What you need to know:
- They face persistent and gendered struggles in pursuit of their economic rights.
- They want to be involved in leadership and to provide autonomous care in partnership with other care providers.
During a recent survey on the state of midwifery in Kenya, Christine Adhiambo (not her real name), a midwife in Kisumu County, said they endure many challenges.
Adhiambo said many patients in maternity wards were being attended by one midwife on duty for the entire day. She said the hospital where she worked was understaffed.
“I would like staff to be increased because we have a shortage. We are supposed to follow up on a mother’s progress up to 24 hours after delivery. These patients are not being followed up. If a mother has an issue, she will stay with it or go to another facility,” she lamented.
Another midwife in Vihiga expressed concern about a lack of career progression and support from the county, despite many of them furthering their studies. She said they have been asking for better contracts like those of their colleagues in other fields, given their capacity.
“We are not paid according to our qualifications which discourages others from pursuing further education as they are not happy getting little pay despite having higher qualifications,” she said.
The grievances are just but a tip of the iceberg of a worsening situation as depicted by many of their colleagues who were also interviewed.
And a report, Midwives Voices, Midwives Demands, by the White Ribbon Alliance Kenya (WRA Kenya) has now lifted the lid off the bad state of midwifery in the country. It shows 71.9 per cent of midwives cited heavy workload and understaffing as great impediments to the provision of quality and dignified care to women and girls.
The midwives say they continue to face persistent and gendered struggles in pursuit of their economic rights, singling out pay inequity, lack of recognition and autonomy in their roles, and lack of a clear career pathway as some of the thorny issues that need to be addressed urgently.
Not being prioritised for personal protective equipment (PPE) and being omitted from Covid-19 vaccine priority lists also feature prominently among their grievances.
Angela Nguku, WRA Kenya executive director, said lack of a career pathway or professional recognition of the midwives’ roles prevent them from attaining formally recognised training, accessing positions with higher pay, and having a voice in health system leadership to raise the profile of their work.

*PROMPT 1*:
In the article on midwifery in Kenya, what percentage of midwives cited heavy workload and understaffing as great impediments to quality and dignified care?
*PROMPT 2*:
Continue the article on the state of midwifery in Kenya from where it stops.

*MATERIAL SUPPLIED*:
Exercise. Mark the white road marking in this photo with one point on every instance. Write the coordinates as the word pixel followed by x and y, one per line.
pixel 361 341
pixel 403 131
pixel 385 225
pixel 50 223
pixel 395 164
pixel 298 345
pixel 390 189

*OUTPUT 1*:
71.9 percent.

*OUTPUT 2*:
Ms Nguku added that the Covid-19 pandemic has exacerbated the pre-existing challenges, resulting in unintended pregnancies, a decline in accessible, facility-based care, and increased demand for midwifery services.
“Midwives have not been prioritised for PPE and are omitted from vaccine priority lists in countries where they are not considered formal health professionals. Yet, midwives cannot cease work, just as women’s sexual and reproductive health needs do not cease during pandemics,” she said.
To improve their welfare, the midwives have demanded clear career progression guidelines. They also want to be recognised as professionals and allowed to participate in decision-making in matters pertaining to their profession.
In addition, they want to be involved in leadership and to provide autonomous care in partnership with other care providers.
Training of young midwives and recruitment of mentors to mould them into the professional practice and ensure continuity of the profession is another a top priority for them.
To enhance service delivery, they want counties to provide adequate drugs, non-pharmaceutical supplies, delivery equipment, and adequate physical space to serve clients while honouring their privacy and dignity.
According to the United Nations Population Fund (UNFPA), there is currently a Global shortage of 900,000 midwives, a situation that threatens women’s lives and health. The sexual and reproductive health agency says the global midwifery workforce now stands at 1.9 million, about two thirds of what is needed.
UNFPA notes that fully supporting midwifery could avert 67 per cent of maternal deaths, 64 per cent of newborn deaths and 65 per cent of stillbirths, saving an estimated 4.3 million lives yearly.